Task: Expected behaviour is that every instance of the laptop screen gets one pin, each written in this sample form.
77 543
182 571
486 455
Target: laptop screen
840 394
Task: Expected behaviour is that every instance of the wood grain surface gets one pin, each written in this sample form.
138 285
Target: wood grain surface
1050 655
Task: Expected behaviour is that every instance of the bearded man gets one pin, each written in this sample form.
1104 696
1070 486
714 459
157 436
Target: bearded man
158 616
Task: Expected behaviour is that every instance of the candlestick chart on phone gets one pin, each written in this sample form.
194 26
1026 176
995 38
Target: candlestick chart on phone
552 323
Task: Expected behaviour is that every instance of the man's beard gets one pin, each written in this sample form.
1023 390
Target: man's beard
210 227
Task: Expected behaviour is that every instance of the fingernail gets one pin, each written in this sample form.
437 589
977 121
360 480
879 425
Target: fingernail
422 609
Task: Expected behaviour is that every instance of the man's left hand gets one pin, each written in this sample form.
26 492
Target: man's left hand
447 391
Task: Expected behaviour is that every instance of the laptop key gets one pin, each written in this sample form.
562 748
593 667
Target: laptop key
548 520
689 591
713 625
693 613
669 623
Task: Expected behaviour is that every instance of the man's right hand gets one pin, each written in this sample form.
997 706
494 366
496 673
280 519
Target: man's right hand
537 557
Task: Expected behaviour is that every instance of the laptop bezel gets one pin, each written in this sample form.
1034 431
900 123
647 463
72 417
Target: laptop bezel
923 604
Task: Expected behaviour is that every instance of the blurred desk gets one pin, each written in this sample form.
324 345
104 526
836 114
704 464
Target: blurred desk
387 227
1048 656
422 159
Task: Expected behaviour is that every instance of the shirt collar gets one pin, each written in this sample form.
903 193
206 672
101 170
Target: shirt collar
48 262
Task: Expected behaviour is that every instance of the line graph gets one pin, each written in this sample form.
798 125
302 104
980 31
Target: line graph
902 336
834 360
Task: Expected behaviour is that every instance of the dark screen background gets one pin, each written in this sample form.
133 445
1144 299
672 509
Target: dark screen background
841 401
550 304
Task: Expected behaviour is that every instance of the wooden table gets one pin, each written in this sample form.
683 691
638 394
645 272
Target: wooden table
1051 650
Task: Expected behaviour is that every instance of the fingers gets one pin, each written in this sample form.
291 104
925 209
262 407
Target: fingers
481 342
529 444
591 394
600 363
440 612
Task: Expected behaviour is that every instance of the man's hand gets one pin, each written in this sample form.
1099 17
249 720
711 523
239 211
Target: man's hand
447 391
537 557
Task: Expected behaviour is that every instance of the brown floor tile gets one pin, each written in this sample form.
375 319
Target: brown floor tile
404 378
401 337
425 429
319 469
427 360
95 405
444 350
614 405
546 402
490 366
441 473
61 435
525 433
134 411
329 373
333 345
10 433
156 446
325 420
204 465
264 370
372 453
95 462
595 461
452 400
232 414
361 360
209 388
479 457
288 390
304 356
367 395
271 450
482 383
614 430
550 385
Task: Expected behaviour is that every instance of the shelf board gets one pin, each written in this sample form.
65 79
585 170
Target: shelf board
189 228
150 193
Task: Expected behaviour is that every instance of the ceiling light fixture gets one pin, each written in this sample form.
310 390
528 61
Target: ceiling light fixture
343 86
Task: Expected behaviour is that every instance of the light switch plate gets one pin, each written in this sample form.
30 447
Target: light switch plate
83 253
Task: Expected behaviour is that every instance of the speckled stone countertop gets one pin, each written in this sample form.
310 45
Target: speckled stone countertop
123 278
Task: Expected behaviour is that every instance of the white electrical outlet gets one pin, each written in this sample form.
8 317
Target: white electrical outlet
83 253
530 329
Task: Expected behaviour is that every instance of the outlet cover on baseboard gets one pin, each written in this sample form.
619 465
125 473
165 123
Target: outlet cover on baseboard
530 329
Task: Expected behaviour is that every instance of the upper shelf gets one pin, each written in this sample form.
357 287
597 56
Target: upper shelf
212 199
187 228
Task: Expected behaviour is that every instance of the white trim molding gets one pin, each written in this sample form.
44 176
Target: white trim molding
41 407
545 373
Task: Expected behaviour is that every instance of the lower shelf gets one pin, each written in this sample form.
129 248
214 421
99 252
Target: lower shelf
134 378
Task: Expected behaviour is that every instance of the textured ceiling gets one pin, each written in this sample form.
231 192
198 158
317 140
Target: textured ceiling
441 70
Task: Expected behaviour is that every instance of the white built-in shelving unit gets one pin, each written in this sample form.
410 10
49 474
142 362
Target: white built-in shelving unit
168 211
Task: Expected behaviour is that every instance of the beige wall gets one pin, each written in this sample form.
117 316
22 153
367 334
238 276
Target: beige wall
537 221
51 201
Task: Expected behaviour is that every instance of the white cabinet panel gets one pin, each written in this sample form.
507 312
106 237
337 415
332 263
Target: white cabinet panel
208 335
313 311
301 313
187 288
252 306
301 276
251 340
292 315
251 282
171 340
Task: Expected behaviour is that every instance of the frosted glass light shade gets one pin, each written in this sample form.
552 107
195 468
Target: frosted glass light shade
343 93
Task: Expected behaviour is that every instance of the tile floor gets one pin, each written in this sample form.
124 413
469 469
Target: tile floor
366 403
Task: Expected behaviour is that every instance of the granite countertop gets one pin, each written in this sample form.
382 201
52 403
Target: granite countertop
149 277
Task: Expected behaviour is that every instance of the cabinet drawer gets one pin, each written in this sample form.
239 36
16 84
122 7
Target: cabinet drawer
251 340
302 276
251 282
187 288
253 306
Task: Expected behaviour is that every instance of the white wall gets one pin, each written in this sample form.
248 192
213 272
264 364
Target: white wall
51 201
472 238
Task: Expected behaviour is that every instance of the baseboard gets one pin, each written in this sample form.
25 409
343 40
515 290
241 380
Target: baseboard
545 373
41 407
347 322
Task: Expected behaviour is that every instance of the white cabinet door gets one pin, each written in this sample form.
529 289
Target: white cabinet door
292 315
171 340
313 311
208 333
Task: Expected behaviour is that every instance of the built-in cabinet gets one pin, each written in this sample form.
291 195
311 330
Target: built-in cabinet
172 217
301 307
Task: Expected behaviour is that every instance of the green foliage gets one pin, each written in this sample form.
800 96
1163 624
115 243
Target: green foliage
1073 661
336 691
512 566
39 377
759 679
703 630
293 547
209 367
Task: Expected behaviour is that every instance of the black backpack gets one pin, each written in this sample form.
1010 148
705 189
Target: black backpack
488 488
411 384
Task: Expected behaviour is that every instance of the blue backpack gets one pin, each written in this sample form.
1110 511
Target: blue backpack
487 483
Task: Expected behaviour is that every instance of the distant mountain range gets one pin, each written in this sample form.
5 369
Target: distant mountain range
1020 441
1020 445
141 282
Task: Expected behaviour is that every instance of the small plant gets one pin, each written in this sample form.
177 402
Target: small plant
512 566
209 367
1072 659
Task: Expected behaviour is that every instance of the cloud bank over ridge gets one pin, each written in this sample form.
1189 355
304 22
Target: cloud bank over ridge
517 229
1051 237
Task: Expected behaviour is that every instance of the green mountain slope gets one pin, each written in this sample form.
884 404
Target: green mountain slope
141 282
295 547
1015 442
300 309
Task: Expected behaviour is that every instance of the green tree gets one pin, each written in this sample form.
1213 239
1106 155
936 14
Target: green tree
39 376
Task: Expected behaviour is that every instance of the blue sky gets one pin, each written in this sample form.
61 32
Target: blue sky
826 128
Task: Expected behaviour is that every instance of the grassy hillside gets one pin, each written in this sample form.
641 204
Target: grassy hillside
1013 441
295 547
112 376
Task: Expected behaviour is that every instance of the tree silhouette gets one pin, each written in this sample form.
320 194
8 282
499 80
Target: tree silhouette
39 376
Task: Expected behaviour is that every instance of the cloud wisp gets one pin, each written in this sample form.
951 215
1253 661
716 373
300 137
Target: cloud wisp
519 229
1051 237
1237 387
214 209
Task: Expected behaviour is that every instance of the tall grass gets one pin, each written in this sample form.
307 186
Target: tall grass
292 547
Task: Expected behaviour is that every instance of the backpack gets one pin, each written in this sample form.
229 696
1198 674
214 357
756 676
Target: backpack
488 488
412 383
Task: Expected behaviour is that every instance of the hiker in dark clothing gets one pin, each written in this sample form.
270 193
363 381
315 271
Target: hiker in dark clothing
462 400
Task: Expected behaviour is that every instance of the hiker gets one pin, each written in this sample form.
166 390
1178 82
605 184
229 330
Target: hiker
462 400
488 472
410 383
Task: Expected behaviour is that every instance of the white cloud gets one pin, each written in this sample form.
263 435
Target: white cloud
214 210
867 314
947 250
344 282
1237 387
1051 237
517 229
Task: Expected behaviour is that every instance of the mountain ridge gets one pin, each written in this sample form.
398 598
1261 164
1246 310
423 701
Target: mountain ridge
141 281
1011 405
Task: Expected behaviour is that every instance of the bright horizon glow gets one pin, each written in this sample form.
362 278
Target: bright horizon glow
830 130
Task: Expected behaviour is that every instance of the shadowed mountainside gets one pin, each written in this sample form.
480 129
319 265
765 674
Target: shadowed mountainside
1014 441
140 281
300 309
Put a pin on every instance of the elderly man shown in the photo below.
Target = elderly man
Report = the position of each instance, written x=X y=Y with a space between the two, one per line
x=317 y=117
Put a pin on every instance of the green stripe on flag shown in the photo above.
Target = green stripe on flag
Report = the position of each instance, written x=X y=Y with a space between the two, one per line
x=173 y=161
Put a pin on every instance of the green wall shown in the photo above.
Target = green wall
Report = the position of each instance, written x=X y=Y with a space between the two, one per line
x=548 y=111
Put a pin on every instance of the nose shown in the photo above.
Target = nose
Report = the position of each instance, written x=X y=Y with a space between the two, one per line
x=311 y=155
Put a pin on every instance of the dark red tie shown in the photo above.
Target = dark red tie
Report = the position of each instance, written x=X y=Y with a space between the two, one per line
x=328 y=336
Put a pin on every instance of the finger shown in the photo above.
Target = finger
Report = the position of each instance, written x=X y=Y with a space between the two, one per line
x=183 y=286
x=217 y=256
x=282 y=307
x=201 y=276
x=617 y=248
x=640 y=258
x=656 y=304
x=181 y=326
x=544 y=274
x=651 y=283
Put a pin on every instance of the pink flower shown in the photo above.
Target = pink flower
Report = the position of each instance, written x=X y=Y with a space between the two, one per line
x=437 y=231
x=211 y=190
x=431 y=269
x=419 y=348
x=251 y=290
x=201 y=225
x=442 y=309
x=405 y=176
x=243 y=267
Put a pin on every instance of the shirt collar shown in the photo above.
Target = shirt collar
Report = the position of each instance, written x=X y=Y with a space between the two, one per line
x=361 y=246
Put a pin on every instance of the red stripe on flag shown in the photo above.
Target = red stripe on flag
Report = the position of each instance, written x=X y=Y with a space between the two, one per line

> What is asked
Copy out the records verbatim, starting with the line containing "the hiker gets" and going on through the line containing "x=548 y=111", both included.

> Response to this task
Task: Expected behaviour is that every instance of the hiker gets one pin, each written in this sample form.
166 390
1178 82
605 184
229 330
Target: hiker
462 400
488 472
410 383
Task: Expected behaviour is that every instance of the white cloud gets one pin, each written in this sample form.
263 435
Target: white cloud
214 210
867 314
947 250
344 282
1237 387
1051 237
517 229
Task: Expected behaviour is that every instance of the mountain ridge gets one pin, each written in this sample form.
398 598
1261 164
1246 310
423 701
Target: mountain ridge
141 281
1011 405
Task: Expected behaviour is that every instance of the bright horizon glow gets one pin, each written in this sample form.
362 278
Target: bright horizon glow
830 130
Task: Expected behaviour is that every instance of the shadowed mountainside gets one pin, each written in this sample form.
480 129
319 265
765 674
Target: shadowed mountainside
1014 441
140 281
300 309
Put a pin on every instance of the elderly man shown in the photo below.
Target = elderly man
Report = the position of each instance, written x=X y=Y with a space between the two, one per line
x=317 y=117
Put a pin on every instance of the green stripe on flag shown in the photo above.
Target = green stripe on flag
Report = the position of each instance, written x=X y=Y with a space between the two, one per line
x=173 y=161
Put a pin on every instance of the green wall shown in the photo above.
Target = green wall
Report = the position of each instance, written x=X y=Y with a space between the two, one per line
x=548 y=111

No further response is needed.